**Aim**. Express the data from the line containing "Identify the fish mouth" through the end of the data, both ends included, as a two-column CSV with the columns input and output. Give one row per text with its answer, and put each field in quotation marks with line breaks turned into spaces.

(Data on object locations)
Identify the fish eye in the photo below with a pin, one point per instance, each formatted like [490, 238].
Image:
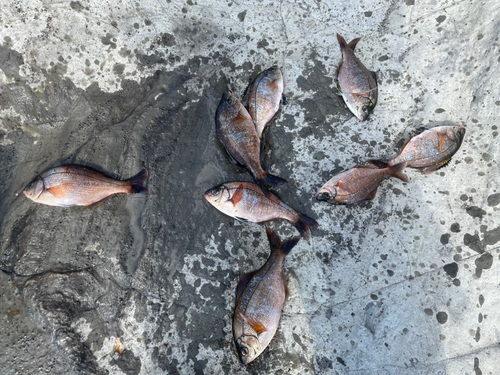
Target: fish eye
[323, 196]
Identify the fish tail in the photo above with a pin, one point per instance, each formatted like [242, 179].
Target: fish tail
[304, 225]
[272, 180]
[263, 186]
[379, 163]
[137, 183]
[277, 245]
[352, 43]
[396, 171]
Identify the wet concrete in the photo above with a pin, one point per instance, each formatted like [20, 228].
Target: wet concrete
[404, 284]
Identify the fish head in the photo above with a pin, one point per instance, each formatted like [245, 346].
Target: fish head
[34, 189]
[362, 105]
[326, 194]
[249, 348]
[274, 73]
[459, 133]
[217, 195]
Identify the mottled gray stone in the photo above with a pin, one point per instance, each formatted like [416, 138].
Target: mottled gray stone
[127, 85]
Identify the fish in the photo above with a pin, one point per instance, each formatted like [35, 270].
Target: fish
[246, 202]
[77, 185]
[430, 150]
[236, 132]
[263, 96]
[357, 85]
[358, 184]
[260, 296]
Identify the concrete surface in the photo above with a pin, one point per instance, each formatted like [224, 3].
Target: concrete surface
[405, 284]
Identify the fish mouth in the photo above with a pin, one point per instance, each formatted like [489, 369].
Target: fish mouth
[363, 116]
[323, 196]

**Correct output**.
input,output
"Identify the fish mouth in the photo above with a pin, one point per instance, each formatted like [489, 369]. Target: fish mouth","[363, 116] [323, 196]"